TEXT SECTION:
__________________________________________________
The Future of Decentralized Identity
Bitcoin Wednesday on 7 November, 2018 features a presentation from Martin Riedel, Product Manager of Civic, an Ethereum-based identity management solution that reached a market cap of nearly $47 million in October 2018. Civic aims to change how people share and verify information about their identity with the goal of enabling individuals everywhere to independently, safely and cheaply prove who they are.
Martin leads the development of Identity.com, Civic’s decentralized platform for secure identity verification that gives the individuals control over their own information. He writes:
The ability to prove who you are is a fundamental need. Identity is how we engage with the world, but the way we currently prove and verify identity is broken. Today, our identities are tied to physical documents, like birth certificates, driver’s licenses, passports and social security cards. Our identities are verified by citing information from those documents. Yet it’s relatively easy to copy them, and not hard to impersonate someone else with this stolen information.
__________________________________________________
MATERIAL TO PROCESS:
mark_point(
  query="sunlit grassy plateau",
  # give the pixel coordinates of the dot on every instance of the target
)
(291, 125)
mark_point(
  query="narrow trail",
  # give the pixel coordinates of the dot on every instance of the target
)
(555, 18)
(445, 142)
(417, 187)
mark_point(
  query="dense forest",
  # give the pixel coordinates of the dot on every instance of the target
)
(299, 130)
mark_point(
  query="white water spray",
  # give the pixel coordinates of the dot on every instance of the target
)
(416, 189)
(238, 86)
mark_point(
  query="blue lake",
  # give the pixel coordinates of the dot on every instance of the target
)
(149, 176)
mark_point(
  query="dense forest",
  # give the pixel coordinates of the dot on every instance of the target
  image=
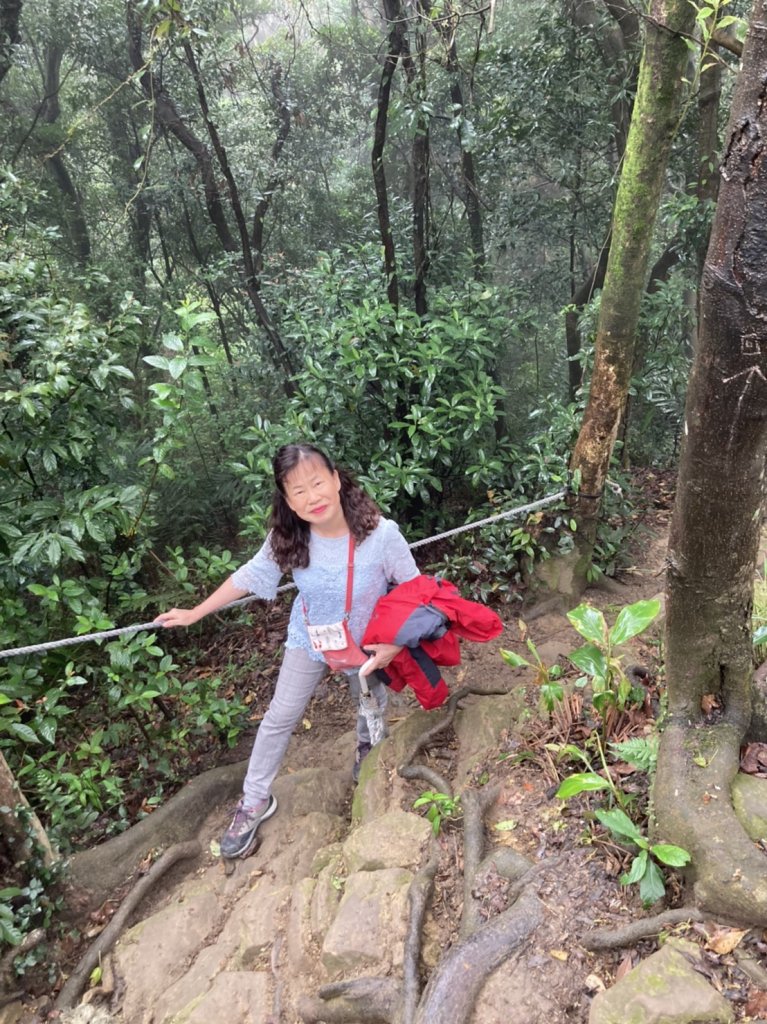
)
(384, 228)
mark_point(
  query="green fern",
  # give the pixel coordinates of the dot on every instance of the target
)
(641, 752)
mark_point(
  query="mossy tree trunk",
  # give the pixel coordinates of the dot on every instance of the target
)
(715, 530)
(653, 124)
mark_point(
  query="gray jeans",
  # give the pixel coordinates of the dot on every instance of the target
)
(297, 681)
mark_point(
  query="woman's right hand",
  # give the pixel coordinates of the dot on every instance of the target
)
(177, 616)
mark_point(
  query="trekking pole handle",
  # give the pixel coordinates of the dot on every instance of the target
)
(364, 672)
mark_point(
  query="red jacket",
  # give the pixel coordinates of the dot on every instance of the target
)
(426, 615)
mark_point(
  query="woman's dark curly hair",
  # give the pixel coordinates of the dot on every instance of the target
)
(290, 535)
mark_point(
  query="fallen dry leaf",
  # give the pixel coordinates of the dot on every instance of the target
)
(724, 940)
(757, 1004)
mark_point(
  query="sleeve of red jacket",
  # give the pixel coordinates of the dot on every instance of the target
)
(425, 616)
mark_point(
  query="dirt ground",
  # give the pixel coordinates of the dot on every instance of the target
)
(580, 866)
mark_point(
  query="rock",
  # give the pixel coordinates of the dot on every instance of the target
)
(95, 873)
(312, 790)
(395, 840)
(369, 930)
(156, 952)
(665, 988)
(238, 997)
(326, 897)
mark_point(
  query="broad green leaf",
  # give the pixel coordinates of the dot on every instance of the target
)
(590, 623)
(177, 366)
(589, 658)
(157, 360)
(587, 781)
(24, 732)
(633, 620)
(637, 869)
(651, 888)
(674, 856)
(514, 659)
(620, 823)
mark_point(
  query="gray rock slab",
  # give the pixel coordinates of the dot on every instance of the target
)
(395, 840)
(254, 925)
(480, 727)
(665, 988)
(369, 929)
(155, 953)
(236, 996)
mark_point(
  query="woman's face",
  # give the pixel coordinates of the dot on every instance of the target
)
(313, 493)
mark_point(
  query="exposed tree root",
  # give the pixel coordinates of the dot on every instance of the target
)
(692, 800)
(627, 935)
(95, 873)
(79, 977)
(475, 804)
(437, 782)
(453, 988)
(6, 963)
(365, 1000)
(425, 738)
(418, 898)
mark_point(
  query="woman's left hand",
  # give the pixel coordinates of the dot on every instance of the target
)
(383, 653)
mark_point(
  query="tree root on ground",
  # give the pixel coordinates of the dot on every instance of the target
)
(696, 767)
(418, 899)
(458, 979)
(475, 803)
(626, 935)
(425, 738)
(79, 977)
(94, 875)
(367, 1000)
(455, 984)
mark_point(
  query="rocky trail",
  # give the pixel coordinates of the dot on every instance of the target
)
(350, 904)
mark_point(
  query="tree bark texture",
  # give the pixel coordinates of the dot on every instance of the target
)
(446, 25)
(716, 523)
(653, 125)
(50, 110)
(396, 44)
(210, 171)
(10, 13)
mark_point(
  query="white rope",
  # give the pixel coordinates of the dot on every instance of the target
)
(107, 634)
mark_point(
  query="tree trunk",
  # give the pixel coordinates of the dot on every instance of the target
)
(653, 124)
(715, 530)
(10, 13)
(396, 43)
(446, 25)
(171, 120)
(55, 164)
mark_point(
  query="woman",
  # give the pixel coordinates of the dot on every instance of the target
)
(321, 521)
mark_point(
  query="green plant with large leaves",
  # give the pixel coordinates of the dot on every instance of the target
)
(599, 658)
(645, 870)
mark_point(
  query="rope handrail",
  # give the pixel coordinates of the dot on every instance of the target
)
(138, 627)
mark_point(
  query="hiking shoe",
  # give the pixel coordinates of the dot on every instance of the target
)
(363, 750)
(241, 835)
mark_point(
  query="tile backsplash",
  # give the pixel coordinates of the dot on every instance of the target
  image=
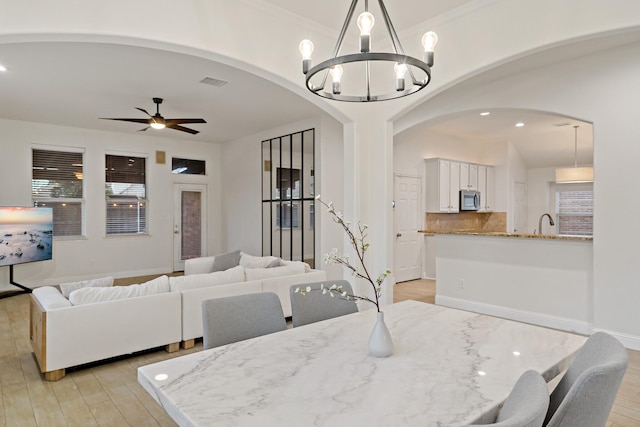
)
(467, 221)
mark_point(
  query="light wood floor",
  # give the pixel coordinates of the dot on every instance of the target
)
(108, 394)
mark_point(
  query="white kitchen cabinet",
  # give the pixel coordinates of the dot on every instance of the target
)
(442, 185)
(468, 176)
(486, 187)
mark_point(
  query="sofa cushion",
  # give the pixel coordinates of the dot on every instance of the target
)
(307, 267)
(50, 298)
(94, 295)
(195, 281)
(266, 273)
(250, 261)
(226, 261)
(200, 265)
(275, 263)
(67, 288)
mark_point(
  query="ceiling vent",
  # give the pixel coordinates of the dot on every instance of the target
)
(213, 82)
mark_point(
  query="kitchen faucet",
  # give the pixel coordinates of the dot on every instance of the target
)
(540, 222)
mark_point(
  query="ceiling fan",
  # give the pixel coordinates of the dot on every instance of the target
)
(158, 122)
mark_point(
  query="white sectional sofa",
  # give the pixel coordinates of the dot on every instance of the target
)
(276, 279)
(65, 335)
(97, 323)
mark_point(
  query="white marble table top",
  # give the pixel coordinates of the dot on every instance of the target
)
(449, 367)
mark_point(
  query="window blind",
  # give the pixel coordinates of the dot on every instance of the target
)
(57, 182)
(125, 188)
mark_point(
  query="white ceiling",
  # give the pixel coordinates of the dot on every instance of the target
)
(74, 84)
(403, 14)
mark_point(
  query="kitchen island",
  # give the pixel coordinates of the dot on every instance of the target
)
(541, 279)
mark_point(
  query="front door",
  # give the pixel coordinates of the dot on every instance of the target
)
(407, 221)
(189, 224)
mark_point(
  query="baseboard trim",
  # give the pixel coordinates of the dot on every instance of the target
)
(545, 320)
(629, 341)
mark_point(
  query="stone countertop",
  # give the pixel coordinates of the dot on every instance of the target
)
(505, 234)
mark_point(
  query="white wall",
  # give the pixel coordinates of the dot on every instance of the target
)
(538, 197)
(599, 89)
(540, 281)
(97, 255)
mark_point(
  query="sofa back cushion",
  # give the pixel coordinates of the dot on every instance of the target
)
(67, 288)
(250, 261)
(201, 265)
(266, 273)
(50, 298)
(226, 261)
(94, 295)
(195, 281)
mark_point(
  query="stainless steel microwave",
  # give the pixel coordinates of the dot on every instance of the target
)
(469, 200)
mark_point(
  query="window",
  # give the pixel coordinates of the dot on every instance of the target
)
(56, 182)
(574, 209)
(125, 189)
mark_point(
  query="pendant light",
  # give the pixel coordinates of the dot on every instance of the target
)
(575, 174)
(404, 74)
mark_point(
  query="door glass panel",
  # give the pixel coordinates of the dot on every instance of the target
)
(287, 197)
(307, 150)
(191, 205)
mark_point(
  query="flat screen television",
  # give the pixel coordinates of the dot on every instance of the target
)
(26, 235)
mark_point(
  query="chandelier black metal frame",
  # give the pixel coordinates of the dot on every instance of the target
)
(403, 63)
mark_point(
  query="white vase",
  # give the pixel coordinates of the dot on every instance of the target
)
(380, 343)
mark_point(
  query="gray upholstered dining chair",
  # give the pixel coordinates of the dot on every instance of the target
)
(314, 306)
(237, 318)
(585, 394)
(527, 403)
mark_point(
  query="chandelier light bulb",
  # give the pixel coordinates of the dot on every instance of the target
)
(336, 76)
(365, 23)
(429, 41)
(306, 49)
(401, 70)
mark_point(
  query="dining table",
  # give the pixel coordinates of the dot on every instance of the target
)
(448, 367)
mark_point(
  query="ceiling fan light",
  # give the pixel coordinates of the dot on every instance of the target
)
(574, 175)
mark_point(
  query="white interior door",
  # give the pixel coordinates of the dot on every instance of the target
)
(519, 210)
(189, 223)
(407, 221)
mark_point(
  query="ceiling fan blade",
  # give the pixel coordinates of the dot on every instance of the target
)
(128, 120)
(183, 129)
(144, 111)
(181, 121)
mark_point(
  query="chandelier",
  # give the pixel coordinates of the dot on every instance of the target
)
(391, 68)
(575, 174)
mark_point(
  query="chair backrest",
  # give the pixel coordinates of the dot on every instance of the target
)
(585, 394)
(314, 306)
(527, 403)
(238, 318)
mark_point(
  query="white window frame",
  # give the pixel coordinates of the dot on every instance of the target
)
(40, 201)
(131, 200)
(555, 187)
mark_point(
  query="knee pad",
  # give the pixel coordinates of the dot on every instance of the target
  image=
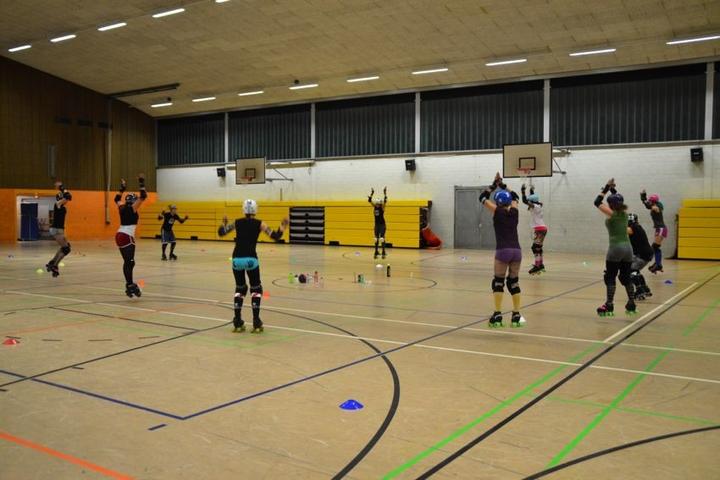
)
(513, 285)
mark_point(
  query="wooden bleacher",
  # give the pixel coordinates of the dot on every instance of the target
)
(699, 229)
(346, 223)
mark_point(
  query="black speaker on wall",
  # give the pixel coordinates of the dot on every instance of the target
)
(696, 155)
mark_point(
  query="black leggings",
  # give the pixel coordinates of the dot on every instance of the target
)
(128, 254)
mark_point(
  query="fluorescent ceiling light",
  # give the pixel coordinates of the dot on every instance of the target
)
(432, 70)
(593, 52)
(363, 79)
(300, 87)
(111, 26)
(63, 38)
(693, 40)
(169, 12)
(254, 92)
(19, 48)
(506, 62)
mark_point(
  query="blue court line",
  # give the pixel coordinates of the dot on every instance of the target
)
(97, 395)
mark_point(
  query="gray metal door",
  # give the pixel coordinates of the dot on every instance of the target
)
(473, 222)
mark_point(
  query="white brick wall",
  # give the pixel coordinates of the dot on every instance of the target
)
(575, 225)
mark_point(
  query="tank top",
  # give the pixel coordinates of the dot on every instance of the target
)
(247, 231)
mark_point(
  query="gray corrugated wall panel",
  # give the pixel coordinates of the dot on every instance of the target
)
(185, 141)
(274, 133)
(367, 126)
(483, 117)
(642, 106)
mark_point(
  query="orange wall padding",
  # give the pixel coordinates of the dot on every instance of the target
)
(85, 218)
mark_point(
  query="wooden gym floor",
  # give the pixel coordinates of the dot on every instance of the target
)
(100, 385)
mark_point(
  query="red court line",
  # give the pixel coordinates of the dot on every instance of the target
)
(64, 456)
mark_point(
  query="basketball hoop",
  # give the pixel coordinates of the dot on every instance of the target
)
(524, 173)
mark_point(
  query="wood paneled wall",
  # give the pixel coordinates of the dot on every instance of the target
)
(38, 110)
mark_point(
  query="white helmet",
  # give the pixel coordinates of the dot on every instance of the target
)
(250, 207)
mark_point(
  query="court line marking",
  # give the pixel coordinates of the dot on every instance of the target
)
(64, 456)
(486, 331)
(639, 320)
(423, 324)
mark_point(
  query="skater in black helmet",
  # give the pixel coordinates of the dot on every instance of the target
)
(618, 260)
(245, 260)
(57, 229)
(642, 254)
(166, 233)
(379, 213)
(656, 208)
(125, 237)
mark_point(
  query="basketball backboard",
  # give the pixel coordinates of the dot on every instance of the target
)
(527, 160)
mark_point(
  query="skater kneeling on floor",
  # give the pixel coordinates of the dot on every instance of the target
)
(166, 233)
(245, 260)
(618, 261)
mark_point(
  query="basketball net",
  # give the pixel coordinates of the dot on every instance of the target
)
(524, 173)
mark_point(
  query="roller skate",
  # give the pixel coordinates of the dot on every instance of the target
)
(537, 269)
(495, 320)
(132, 289)
(517, 320)
(655, 268)
(53, 269)
(630, 308)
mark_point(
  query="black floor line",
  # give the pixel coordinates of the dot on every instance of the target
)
(458, 453)
(618, 448)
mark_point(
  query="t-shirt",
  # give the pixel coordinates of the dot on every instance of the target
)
(169, 220)
(617, 228)
(247, 231)
(379, 212)
(639, 241)
(59, 214)
(505, 222)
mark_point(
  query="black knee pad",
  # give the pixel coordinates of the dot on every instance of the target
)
(513, 285)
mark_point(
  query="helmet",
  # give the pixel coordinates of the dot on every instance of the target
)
(615, 200)
(503, 198)
(250, 207)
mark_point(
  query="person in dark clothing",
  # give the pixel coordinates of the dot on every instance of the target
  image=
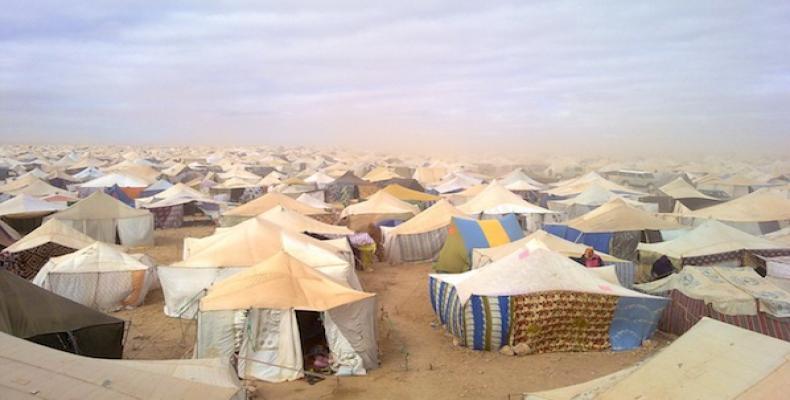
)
(662, 267)
(590, 259)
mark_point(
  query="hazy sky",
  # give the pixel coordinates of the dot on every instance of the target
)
(516, 76)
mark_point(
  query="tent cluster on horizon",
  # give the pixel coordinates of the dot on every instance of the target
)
(527, 257)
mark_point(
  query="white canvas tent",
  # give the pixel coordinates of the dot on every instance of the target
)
(710, 238)
(380, 206)
(266, 297)
(757, 213)
(219, 256)
(421, 237)
(106, 219)
(713, 360)
(31, 371)
(99, 276)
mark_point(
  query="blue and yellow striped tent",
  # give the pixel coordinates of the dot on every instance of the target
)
(464, 235)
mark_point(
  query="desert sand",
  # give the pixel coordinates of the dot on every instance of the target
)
(418, 358)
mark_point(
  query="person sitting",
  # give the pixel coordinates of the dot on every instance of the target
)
(590, 259)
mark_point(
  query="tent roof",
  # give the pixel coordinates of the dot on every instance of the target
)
(296, 222)
(319, 178)
(39, 188)
(580, 184)
(99, 205)
(8, 235)
(617, 216)
(32, 371)
(27, 206)
(531, 271)
(712, 237)
(594, 195)
(27, 310)
(311, 201)
(434, 217)
(713, 360)
(495, 199)
(113, 179)
(98, 257)
(762, 205)
(380, 203)
(280, 282)
(406, 194)
(680, 189)
(541, 239)
(350, 178)
(271, 200)
(174, 195)
(380, 174)
(731, 291)
(52, 231)
(255, 240)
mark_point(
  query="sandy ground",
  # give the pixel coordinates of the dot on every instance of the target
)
(418, 359)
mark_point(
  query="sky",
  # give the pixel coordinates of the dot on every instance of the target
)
(615, 77)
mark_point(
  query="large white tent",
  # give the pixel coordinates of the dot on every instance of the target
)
(99, 276)
(219, 256)
(269, 295)
(713, 360)
(106, 219)
(29, 371)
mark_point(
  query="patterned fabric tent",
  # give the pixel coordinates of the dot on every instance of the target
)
(539, 301)
(464, 235)
(737, 296)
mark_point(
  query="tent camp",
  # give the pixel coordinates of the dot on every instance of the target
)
(219, 256)
(287, 307)
(108, 220)
(614, 228)
(171, 205)
(8, 235)
(99, 276)
(464, 235)
(578, 185)
(682, 192)
(266, 203)
(345, 188)
(295, 222)
(30, 371)
(738, 296)
(757, 213)
(27, 255)
(541, 301)
(712, 361)
(381, 206)
(496, 200)
(711, 243)
(25, 213)
(542, 239)
(30, 312)
(409, 195)
(313, 200)
(421, 237)
(591, 198)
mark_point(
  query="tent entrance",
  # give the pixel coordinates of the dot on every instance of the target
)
(312, 337)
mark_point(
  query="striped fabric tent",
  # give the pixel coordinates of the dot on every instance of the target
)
(541, 301)
(464, 235)
(737, 296)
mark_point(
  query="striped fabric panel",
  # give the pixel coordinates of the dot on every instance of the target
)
(684, 312)
(423, 246)
(486, 323)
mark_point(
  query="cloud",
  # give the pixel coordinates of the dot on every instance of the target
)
(546, 74)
__________________________________________________
GIVEN REQUEST A: Count the lines of the entries that contain the string "sofa", and reply with only that number.
GIVEN REQUEST B: Carry the text on decentralized identity forward from its last sentence.
The text on decentralized identity has no connection to the entries.

OUTPUT A: 3

OUTPUT B:
Blockchain technology opens up opportunities to transform the way we think about identity and privacy, and this transformation presents us with many challenges. Martin’s presentation will cover:
- An introduction to decentralized identity and why an identity ecosystem is critical for the future of digital identity;
- How Identity.com will enable identity ‘Requesters’ and identity ‘Validators’ to transact for identity verification services without ever interacting directly; and
- How Identity.com is incorporating critical identity standards like DID and Verifiable Credentials (VCs) and why these specifications are important.
Martin is a software engineer with over 10 years of experience in software architecture and development, project management, and team leadership. As Product Manager at Civic, he manages the development of Identity.com, a decentralized, open-source ecosystem that enables the secure exchange of credential information between ID Requesters and ID Validators that gives people more control over their personal information.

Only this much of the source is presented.